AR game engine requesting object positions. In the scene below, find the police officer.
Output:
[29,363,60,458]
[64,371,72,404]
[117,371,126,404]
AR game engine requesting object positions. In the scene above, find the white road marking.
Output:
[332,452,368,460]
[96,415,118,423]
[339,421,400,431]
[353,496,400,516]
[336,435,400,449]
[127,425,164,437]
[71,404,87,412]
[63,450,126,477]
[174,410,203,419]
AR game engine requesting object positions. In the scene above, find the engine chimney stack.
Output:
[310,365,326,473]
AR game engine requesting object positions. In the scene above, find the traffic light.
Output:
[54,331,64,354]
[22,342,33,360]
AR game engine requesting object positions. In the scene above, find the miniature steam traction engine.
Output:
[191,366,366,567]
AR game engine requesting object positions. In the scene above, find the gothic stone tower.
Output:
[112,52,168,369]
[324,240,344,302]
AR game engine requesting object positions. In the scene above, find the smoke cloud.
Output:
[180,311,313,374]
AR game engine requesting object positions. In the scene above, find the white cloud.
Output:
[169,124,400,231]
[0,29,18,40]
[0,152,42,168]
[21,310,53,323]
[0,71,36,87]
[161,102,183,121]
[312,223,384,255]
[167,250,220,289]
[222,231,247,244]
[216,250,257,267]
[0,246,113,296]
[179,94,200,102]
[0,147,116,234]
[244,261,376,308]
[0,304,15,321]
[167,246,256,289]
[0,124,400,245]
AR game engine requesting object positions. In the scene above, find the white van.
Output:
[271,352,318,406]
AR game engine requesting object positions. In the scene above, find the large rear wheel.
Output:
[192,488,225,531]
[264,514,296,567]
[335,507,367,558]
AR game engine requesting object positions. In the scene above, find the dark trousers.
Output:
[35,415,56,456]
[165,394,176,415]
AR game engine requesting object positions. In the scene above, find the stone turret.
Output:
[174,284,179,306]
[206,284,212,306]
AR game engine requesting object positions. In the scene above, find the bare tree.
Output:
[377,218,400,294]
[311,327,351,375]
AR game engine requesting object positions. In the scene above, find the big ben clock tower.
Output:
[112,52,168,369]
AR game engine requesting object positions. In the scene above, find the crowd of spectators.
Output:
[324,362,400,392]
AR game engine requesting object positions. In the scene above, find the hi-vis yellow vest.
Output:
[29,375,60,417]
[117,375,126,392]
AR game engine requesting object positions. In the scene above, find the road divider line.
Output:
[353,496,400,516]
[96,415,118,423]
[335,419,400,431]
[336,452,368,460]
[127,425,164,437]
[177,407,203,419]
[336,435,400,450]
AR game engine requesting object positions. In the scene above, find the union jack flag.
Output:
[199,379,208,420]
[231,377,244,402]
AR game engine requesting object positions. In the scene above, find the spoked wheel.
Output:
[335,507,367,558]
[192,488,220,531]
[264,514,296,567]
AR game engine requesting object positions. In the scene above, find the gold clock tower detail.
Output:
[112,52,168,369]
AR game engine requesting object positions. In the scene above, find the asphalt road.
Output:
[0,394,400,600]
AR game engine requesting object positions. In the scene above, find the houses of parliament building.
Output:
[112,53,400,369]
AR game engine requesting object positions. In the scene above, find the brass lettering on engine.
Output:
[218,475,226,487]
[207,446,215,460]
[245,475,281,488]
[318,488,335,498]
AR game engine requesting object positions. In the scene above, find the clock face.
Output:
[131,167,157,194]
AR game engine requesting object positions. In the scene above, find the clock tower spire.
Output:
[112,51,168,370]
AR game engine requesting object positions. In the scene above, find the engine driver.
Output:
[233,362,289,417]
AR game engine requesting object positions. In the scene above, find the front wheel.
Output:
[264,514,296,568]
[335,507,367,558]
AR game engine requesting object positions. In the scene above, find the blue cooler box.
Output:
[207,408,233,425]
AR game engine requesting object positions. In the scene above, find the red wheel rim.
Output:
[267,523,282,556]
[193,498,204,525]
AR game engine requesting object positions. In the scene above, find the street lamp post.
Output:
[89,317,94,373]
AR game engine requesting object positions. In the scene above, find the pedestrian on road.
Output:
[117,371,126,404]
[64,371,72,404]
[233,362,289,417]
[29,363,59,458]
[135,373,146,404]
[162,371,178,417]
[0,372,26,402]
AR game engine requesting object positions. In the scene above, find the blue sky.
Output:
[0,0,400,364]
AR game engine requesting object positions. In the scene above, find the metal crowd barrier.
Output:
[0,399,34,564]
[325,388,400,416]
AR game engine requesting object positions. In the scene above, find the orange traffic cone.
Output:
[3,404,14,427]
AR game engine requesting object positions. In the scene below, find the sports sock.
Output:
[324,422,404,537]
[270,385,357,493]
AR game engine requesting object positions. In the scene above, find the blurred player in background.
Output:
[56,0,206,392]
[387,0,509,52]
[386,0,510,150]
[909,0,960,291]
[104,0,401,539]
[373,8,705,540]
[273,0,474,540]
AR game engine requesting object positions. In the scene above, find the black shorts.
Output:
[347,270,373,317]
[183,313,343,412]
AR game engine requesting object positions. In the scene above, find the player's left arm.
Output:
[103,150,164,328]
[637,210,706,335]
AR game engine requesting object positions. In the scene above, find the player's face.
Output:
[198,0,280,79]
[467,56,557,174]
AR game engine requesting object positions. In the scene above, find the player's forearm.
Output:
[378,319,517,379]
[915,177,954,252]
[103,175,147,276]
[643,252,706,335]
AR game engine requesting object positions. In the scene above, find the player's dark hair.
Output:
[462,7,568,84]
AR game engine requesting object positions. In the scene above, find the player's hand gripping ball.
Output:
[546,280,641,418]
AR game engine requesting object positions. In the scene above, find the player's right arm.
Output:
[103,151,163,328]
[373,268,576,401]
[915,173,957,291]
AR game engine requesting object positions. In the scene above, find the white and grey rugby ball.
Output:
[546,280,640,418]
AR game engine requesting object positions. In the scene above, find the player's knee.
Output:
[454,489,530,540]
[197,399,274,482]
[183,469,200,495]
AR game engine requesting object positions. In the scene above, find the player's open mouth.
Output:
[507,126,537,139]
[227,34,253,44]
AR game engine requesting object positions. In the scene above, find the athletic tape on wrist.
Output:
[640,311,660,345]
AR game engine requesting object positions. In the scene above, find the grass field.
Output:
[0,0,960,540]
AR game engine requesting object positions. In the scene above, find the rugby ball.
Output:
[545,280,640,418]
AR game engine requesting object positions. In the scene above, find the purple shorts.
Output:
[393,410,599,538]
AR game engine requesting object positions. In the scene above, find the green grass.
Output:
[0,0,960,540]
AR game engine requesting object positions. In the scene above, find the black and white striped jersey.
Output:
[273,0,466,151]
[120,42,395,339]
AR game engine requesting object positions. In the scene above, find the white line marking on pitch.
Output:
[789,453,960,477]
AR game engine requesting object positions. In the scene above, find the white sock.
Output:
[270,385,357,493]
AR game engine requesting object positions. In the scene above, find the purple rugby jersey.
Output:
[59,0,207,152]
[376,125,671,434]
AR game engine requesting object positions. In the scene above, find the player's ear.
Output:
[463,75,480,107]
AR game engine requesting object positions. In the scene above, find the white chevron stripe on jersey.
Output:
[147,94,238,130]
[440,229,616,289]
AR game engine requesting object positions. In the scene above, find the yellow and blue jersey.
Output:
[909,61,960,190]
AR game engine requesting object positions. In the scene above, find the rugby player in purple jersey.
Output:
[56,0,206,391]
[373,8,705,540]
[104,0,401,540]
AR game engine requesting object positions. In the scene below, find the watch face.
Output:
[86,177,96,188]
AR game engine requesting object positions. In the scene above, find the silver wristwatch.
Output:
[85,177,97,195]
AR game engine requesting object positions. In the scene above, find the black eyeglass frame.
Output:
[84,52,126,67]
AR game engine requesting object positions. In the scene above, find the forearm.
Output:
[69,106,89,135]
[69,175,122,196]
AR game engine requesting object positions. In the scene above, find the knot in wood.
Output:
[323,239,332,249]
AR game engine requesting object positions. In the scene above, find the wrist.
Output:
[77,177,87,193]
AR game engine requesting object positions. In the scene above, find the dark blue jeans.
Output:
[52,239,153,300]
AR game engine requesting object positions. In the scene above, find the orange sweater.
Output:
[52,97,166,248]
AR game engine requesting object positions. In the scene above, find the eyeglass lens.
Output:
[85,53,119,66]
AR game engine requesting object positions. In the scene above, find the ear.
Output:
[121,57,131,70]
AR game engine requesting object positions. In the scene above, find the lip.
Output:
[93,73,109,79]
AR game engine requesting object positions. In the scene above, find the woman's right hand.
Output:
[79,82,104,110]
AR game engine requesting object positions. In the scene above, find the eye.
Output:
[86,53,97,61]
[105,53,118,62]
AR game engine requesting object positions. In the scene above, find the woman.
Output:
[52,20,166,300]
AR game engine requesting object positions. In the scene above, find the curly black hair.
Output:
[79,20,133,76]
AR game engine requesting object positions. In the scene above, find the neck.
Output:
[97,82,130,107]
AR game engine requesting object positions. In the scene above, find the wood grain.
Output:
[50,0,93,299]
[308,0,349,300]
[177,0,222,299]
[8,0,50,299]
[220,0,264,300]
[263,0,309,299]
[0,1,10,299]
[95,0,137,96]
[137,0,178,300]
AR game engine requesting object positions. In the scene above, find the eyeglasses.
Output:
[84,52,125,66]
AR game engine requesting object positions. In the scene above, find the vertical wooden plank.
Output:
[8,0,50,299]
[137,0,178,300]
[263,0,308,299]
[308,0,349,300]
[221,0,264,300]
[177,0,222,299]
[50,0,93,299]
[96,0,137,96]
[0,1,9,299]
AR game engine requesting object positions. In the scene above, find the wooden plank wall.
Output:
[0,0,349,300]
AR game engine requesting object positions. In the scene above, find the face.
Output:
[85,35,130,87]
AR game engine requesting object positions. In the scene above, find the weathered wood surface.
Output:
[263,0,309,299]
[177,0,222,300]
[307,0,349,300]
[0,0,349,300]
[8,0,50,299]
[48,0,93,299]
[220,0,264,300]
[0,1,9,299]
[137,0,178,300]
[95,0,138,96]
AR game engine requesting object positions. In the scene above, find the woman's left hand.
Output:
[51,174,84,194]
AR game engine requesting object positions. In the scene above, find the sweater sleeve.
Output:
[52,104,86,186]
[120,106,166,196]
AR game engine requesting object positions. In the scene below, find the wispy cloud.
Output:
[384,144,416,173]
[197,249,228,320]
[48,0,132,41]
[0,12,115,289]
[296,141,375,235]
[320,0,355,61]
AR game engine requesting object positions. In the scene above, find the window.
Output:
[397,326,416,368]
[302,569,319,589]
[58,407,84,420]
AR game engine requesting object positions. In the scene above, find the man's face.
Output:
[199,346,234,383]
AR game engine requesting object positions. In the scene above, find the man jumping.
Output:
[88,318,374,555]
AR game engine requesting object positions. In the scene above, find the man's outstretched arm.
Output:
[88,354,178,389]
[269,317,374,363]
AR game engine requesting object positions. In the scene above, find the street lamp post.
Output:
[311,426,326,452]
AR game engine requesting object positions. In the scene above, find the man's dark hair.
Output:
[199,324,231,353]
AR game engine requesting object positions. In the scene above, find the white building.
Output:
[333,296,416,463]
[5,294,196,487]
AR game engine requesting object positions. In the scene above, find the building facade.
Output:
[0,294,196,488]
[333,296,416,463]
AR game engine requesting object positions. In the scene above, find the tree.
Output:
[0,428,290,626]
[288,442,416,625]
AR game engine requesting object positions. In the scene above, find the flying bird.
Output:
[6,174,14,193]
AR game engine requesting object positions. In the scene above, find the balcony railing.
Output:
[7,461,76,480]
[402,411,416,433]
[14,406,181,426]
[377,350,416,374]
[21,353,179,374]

------------------------------------

Task to carry out:
Give the lines of the entries above as a JSON list of strings, one string per line and blank lines omitted, beginning at the line that contains "find the forearm." and ending after the line that contains "[323,239,332,249]".

Solution:
[
  "AR game engine requesting object positions. In the scene above, find the forearm.",
  "Output:",
  "[69,106,89,135]",
  "[69,175,122,196]",
  "AR game engine requesting object positions. In the scene above, find the knot in wood.",
  "Output:",
  "[323,239,332,249]"
]